INSTRUCTIONS TO FOLLOW
Arrange the stretch from the start of the items through the line containing "[[[44,107],[23,107],[15,104],[15,99],[0,97],[0,112],[48,112]]]" as a Markdown table with the columns Row and Text, numbering each line and skipping blank lines. Leave any pictures out of the answer.
------------------------
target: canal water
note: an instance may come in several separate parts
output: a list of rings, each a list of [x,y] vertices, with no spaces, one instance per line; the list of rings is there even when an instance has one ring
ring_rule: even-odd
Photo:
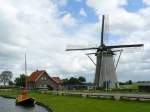
[[[44,107],[23,107],[15,104],[15,99],[0,97],[0,112],[48,112]]]

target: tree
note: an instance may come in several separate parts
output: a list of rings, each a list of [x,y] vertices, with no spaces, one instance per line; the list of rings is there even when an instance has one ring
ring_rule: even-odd
[[[0,75],[0,81],[6,85],[9,81],[11,81],[13,77],[13,73],[11,71],[3,71]]]
[[[15,78],[16,86],[25,87],[25,83],[26,83],[26,76],[24,74],[21,74],[19,77]]]

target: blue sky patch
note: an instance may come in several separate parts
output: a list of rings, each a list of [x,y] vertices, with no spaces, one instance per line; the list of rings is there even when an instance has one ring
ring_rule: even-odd
[[[138,12],[141,8],[147,7],[143,0],[128,0],[127,5],[123,6],[128,12]]]

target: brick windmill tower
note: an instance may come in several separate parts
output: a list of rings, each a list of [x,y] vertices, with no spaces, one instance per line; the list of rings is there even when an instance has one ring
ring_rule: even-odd
[[[96,56],[94,85],[100,88],[115,88],[117,86],[117,76],[113,60],[115,52],[117,51],[122,52],[123,48],[142,47],[143,44],[112,45],[112,46],[106,45],[104,43],[104,27],[105,27],[105,15],[102,16],[102,28],[101,28],[102,30],[99,47],[71,48],[71,49],[68,48],[66,49],[66,51],[96,50],[95,53],[88,53],[88,55],[94,54]]]

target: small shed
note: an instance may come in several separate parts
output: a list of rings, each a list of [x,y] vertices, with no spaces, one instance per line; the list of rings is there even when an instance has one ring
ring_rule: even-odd
[[[61,80],[59,77],[50,77],[45,70],[34,71],[27,79],[29,89],[47,89],[59,90]]]

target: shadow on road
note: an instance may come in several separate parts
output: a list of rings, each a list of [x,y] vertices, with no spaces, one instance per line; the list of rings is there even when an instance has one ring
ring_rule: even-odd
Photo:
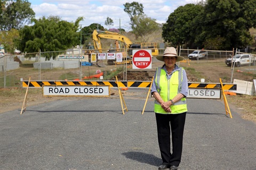
[[[158,166],[162,163],[161,158],[151,154],[140,152],[127,152],[123,153],[122,155],[127,158],[153,166]]]

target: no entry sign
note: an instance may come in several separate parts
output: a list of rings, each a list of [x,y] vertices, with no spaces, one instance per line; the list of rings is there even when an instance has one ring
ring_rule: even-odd
[[[132,51],[132,69],[151,69],[152,56],[150,49]]]

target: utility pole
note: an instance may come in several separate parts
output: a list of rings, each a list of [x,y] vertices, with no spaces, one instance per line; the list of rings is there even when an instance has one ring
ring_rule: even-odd
[[[123,20],[124,19],[122,19]],[[121,18],[119,18],[119,33],[121,34]]]
[[[82,62],[81,62],[81,56],[80,55],[80,49],[82,46],[82,24],[80,25],[80,45],[79,46],[79,80],[82,80]]]

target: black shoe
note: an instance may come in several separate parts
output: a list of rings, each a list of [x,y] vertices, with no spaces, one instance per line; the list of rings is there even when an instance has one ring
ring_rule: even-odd
[[[178,166],[172,165],[171,166],[171,167],[170,168],[170,170],[177,170],[178,169]]]
[[[162,169],[166,169],[170,168],[170,166],[169,165],[164,165],[162,164],[160,165],[158,167],[158,169],[162,170]]]

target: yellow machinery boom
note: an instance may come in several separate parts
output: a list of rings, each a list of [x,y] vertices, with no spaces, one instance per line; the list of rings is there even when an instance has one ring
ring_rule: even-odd
[[[156,42],[138,42],[133,44],[129,38],[124,35],[119,34],[116,32],[112,32],[109,31],[102,31],[103,33],[99,33],[97,30],[94,30],[92,33],[92,38],[94,48],[100,53],[102,53],[101,44],[100,38],[111,39],[116,40],[116,49],[119,49],[118,41],[123,42],[126,49],[128,50],[129,55],[131,56],[132,55],[132,49],[139,49],[147,48],[151,49],[152,55],[157,56],[158,55],[158,50],[157,49]]]

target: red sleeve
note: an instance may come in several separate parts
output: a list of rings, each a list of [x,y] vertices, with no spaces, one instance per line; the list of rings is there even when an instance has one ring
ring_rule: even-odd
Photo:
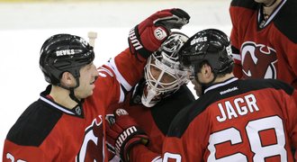
[[[297,148],[297,90],[293,94],[285,95],[284,102],[285,108],[283,110],[285,125],[288,128],[289,138],[291,139],[291,145],[295,149]]]
[[[46,155],[50,154],[49,151],[47,154],[40,148],[38,147],[29,147],[29,146],[19,146],[9,140],[5,140],[3,154],[3,162],[12,162],[18,160],[26,161],[53,161],[50,160],[50,157]],[[9,150],[9,151],[8,151]]]
[[[141,162],[151,162],[160,159],[161,155],[150,151],[147,147],[143,145],[137,145],[133,147],[130,152],[130,161],[141,161]]]

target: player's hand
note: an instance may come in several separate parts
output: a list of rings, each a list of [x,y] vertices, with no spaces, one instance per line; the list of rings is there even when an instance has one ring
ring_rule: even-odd
[[[148,58],[169,36],[171,29],[181,29],[189,20],[190,15],[179,8],[155,13],[130,30],[128,38],[130,52]]]
[[[122,160],[129,161],[130,149],[134,145],[147,145],[148,137],[124,109],[117,109],[114,117],[113,123],[106,127],[107,145],[114,147],[115,154]]]

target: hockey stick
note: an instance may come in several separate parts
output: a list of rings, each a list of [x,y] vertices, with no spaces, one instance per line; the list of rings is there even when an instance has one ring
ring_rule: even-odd
[[[89,38],[89,43],[90,45],[94,48],[94,40],[97,38],[97,32],[88,32],[87,37]]]

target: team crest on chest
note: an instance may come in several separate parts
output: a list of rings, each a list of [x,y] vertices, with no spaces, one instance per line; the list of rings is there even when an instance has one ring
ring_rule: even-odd
[[[241,46],[241,64],[246,78],[276,78],[276,51],[271,47],[247,41]]]

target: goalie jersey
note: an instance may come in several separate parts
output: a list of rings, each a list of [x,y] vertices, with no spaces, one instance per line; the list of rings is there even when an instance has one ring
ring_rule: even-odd
[[[297,88],[297,1],[283,0],[267,20],[254,0],[233,0],[230,8],[234,74],[274,78]]]
[[[122,51],[98,68],[93,95],[72,110],[49,96],[49,86],[8,132],[3,161],[107,161],[105,109],[123,101],[123,92],[142,77],[145,64],[129,49]]]
[[[148,148],[144,150],[132,149],[130,154],[131,161],[153,161],[156,156],[162,153],[163,140],[169,129],[174,117],[186,105],[195,99],[186,85],[181,87],[169,96],[161,99],[153,107],[146,107],[141,104],[140,98],[143,92],[142,86],[145,85],[144,78],[133,87],[133,91],[127,94],[127,99],[122,104],[113,104],[109,109],[110,113],[121,107],[124,108],[140,127],[149,137]],[[135,150],[135,152],[134,152]],[[112,158],[113,155],[110,156]],[[117,160],[112,160],[117,161]]]

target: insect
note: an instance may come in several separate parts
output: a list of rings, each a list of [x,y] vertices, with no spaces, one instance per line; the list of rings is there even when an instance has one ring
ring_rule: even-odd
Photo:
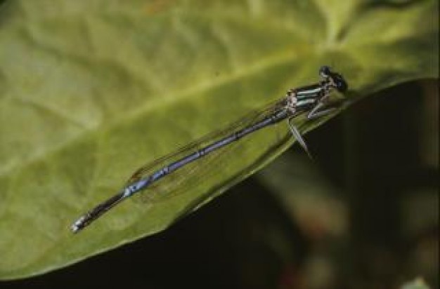
[[[282,121],[287,121],[295,139],[310,156],[306,142],[292,121],[304,114],[307,120],[328,114],[336,109],[328,105],[331,91],[344,93],[348,88],[342,76],[328,66],[321,67],[319,74],[322,77],[319,82],[291,88],[282,99],[240,119],[226,129],[210,133],[176,153],[141,168],[121,191],[75,221],[72,231],[76,233],[82,230],[123,200],[141,191],[148,190],[146,197],[154,199],[172,195],[183,183],[190,187],[191,182],[200,182],[200,179],[202,181],[203,177],[198,176],[197,173],[202,174],[209,171],[209,166],[219,166],[216,160],[228,148],[231,149],[236,144],[250,139],[251,135]],[[239,154],[240,152],[235,157],[239,158]]]

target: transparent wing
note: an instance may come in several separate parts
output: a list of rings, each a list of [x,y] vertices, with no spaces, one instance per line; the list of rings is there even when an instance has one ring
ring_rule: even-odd
[[[148,177],[169,163],[272,115],[283,109],[285,105],[284,99],[273,102],[222,130],[209,133],[188,144],[175,153],[145,165],[136,170],[126,184]],[[271,149],[273,145],[279,144],[280,140],[286,133],[286,123],[283,121],[282,123],[264,128],[171,173],[134,195],[134,199],[150,203],[160,201],[190,190],[192,194],[207,191],[209,187],[216,187],[239,174],[258,159],[255,156],[262,155],[268,149]],[[136,197],[136,195],[138,196]]]
[[[177,152],[141,167],[129,179],[127,184],[148,177],[169,163],[272,115],[283,109],[285,105],[285,100],[270,104],[224,129],[185,146]],[[215,188],[229,184],[231,179],[243,178],[254,172],[270,158],[271,152],[280,147],[280,140],[286,138],[287,133],[287,123],[284,121],[268,126],[171,173],[135,194],[134,199],[154,203],[185,192],[190,192],[191,198],[195,196],[195,199],[198,196],[209,196]]]

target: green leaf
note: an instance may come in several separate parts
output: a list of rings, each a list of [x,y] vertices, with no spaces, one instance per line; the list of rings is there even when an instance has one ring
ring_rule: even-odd
[[[202,190],[124,202],[84,232],[69,230],[138,167],[316,81],[322,65],[344,74],[353,100],[439,74],[436,1],[0,5],[4,279],[160,231],[254,173],[291,142],[264,159],[266,144],[250,147]]]

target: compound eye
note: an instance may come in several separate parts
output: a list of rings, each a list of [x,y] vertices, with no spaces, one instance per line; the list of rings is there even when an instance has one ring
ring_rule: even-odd
[[[327,66],[327,65],[324,65],[322,66],[320,69],[319,69],[319,74],[324,78],[327,78],[328,76],[330,76],[330,75],[332,74],[332,72],[330,70],[330,67]]]

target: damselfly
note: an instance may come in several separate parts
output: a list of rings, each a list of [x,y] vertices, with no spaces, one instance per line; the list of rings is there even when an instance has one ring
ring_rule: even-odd
[[[309,154],[306,142],[292,120],[299,115],[305,114],[306,119],[313,119],[329,114],[335,109],[328,105],[330,92],[336,89],[343,93],[347,89],[342,76],[332,72],[328,67],[322,67],[319,73],[322,77],[321,81],[290,89],[281,100],[241,119],[226,129],[211,133],[176,153],[141,168],[120,192],[75,221],[71,227],[72,231],[77,232],[84,229],[122,201],[141,191],[144,191],[146,198],[154,200],[172,195],[183,184],[190,188],[191,182],[203,181],[202,174],[210,170],[209,166],[211,168],[219,166],[216,158],[224,155],[236,144],[250,139],[251,135],[283,120],[287,121],[292,135]],[[234,157],[240,158],[240,152]]]

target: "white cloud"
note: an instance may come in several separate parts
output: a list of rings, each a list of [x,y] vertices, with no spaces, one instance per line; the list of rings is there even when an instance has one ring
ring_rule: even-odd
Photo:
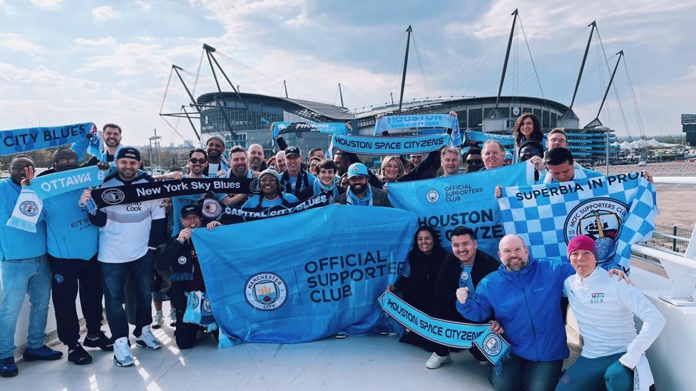
[[[108,6],[101,6],[92,9],[92,16],[98,21],[106,21],[118,18],[118,13]]]
[[[31,0],[34,6],[42,9],[54,9],[63,2],[63,0]]]
[[[116,45],[118,43],[118,41],[117,41],[116,39],[113,36],[107,36],[100,38],[98,39],[77,38],[73,39],[73,41],[78,45],[85,45],[88,46],[111,46]]]
[[[29,54],[38,54],[44,50],[44,48],[29,38],[15,33],[0,33],[0,47]]]

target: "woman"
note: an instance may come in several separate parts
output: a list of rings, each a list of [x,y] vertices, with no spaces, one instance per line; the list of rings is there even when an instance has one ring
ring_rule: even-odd
[[[399,157],[392,155],[382,159],[379,180],[387,183],[396,182],[403,175],[404,163]]]
[[[399,280],[388,289],[403,292],[406,303],[428,314],[430,306],[435,302],[435,280],[446,256],[447,253],[440,244],[435,230],[431,226],[419,228],[413,249],[409,252],[409,262]],[[399,340],[421,347],[430,345],[414,333],[405,334]]]
[[[259,184],[261,187],[261,194],[249,197],[249,199],[242,205],[242,208],[260,208],[275,207],[276,205],[287,206],[292,202],[299,201],[297,197],[280,191],[278,183],[280,177],[273,167],[268,167],[259,175]]]
[[[526,141],[536,140],[542,145],[544,145],[543,132],[541,130],[541,122],[536,115],[531,113],[524,113],[515,122],[515,127],[512,135],[515,137],[515,149],[517,156],[519,156],[520,149]]]

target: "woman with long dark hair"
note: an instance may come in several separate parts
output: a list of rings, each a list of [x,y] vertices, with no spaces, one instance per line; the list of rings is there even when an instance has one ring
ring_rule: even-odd
[[[409,262],[399,280],[389,289],[401,291],[404,300],[425,313],[435,301],[435,279],[442,261],[447,256],[437,233],[431,226],[421,226],[414,235],[413,249],[409,252]],[[401,342],[426,347],[429,343],[414,333],[404,334]]]

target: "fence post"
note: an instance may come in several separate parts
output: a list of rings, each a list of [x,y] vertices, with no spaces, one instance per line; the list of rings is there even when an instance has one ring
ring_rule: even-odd
[[[674,228],[674,234],[673,234],[673,235],[676,236],[677,236],[677,226],[674,226],[673,228]],[[672,251],[674,251],[674,252],[677,252],[677,239],[676,238],[674,238],[674,239],[672,239]]]

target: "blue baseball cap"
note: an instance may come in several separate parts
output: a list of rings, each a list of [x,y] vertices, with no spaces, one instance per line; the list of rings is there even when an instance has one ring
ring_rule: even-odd
[[[353,177],[367,177],[367,167],[362,163],[353,163],[348,167],[348,179]]]

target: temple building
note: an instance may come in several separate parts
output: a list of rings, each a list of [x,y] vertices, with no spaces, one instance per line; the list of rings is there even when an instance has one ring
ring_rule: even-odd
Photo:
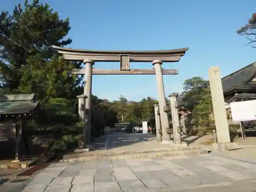
[[[224,77],[221,81],[226,103],[256,99],[256,62]]]
[[[221,79],[228,124],[233,122],[229,103],[256,99],[256,62]]]

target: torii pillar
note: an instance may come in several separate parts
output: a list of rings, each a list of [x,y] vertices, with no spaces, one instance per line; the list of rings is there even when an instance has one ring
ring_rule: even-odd
[[[94,61],[92,59],[86,59],[83,61],[86,65],[85,84],[83,94],[86,95],[85,113],[84,113],[84,129],[86,130],[87,144],[91,144],[91,129],[92,118],[92,80],[93,77],[93,65]]]
[[[162,127],[162,143],[170,144],[170,133],[169,127],[169,121],[168,120],[168,115],[164,111],[164,108],[166,107],[165,101],[165,94],[164,93],[164,87],[163,84],[163,74],[162,73],[162,62],[161,60],[156,59],[153,60],[153,64],[155,66],[156,70],[156,81],[157,87],[157,93],[159,102],[159,112]],[[169,133],[168,133],[169,132]]]

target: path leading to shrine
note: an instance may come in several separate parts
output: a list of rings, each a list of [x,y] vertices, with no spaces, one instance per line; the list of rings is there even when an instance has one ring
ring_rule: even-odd
[[[23,191],[250,191],[256,164],[218,153],[55,163]]]
[[[186,142],[193,142],[198,136],[182,136]],[[115,132],[96,139],[94,144],[97,150],[104,150],[109,152],[119,151],[146,150],[154,148],[169,148],[169,145],[157,142],[155,136],[151,134],[128,134]]]
[[[150,134],[124,133],[106,135],[95,141],[95,146],[98,148],[96,151],[107,153],[147,150],[158,147],[159,144]],[[53,163],[33,177],[30,181],[6,183],[0,185],[0,191],[252,192],[256,190],[255,186],[256,161],[251,159],[243,161],[212,152]]]

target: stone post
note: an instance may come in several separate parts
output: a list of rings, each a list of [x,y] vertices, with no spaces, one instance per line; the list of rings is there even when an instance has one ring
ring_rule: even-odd
[[[92,116],[92,80],[93,76],[93,65],[94,61],[92,59],[83,61],[86,65],[84,75],[85,85],[83,95],[87,96],[86,100],[85,126],[87,133],[87,143],[91,143],[91,120]]]
[[[86,111],[86,100],[87,98],[86,95],[81,95],[76,97],[78,98],[78,115],[80,121],[85,121]],[[86,133],[86,130],[84,130],[84,133]]]
[[[159,102],[159,112],[162,127],[162,143],[169,144],[170,142],[170,134],[172,131],[169,127],[169,122],[168,121],[168,115],[167,113],[164,111],[164,107],[166,107],[165,94],[164,93],[164,87],[163,84],[163,75],[162,73],[162,61],[156,59],[153,61],[153,64],[155,66],[156,70],[156,81],[157,87],[157,93],[158,95],[158,100]]]
[[[181,125],[182,125],[182,132],[185,134],[186,133],[186,123],[185,123],[185,117],[180,118]]]
[[[210,88],[214,108],[215,126],[217,134],[217,146],[214,148],[220,151],[233,148],[230,143],[227,115],[222,89],[222,84],[219,67],[211,67],[208,71]],[[235,146],[236,147],[236,146]]]
[[[160,131],[161,130],[161,122],[159,115],[157,114],[157,112],[159,110],[159,104],[154,104],[154,108],[155,110],[155,119],[156,121],[156,133],[157,135],[157,141],[162,141],[162,136],[160,134]]]
[[[172,112],[172,121],[173,122],[174,143],[181,144],[181,138],[180,136],[180,123],[177,108],[177,93],[172,93],[169,95],[169,97],[170,98],[170,111]]]

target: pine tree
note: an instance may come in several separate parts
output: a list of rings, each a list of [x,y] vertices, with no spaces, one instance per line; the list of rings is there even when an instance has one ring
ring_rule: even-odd
[[[70,77],[67,71],[80,63],[64,62],[52,48],[71,43],[64,39],[70,29],[69,18],[60,19],[47,4],[26,0],[12,14],[2,12],[0,22],[2,81],[11,93],[34,93],[40,100],[74,98],[72,91],[81,79]]]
------------------------
TASK RESULT
| Row | Text |
|---|---|
| 1 | target: canal water |
| 2 | note: an instance may come in several separate parts |
| 3 | output: a list of rings, each a list of [x,y] vertices, with no spaces, one instance per line; the list of rings is there even when an instance has one ring |
| 4 | ring_rule: even-odd |
| 5 | Photo: |
| 6 | [[[44,107],[23,107],[15,104],[15,99],[0,97],[0,112],[48,112]]] |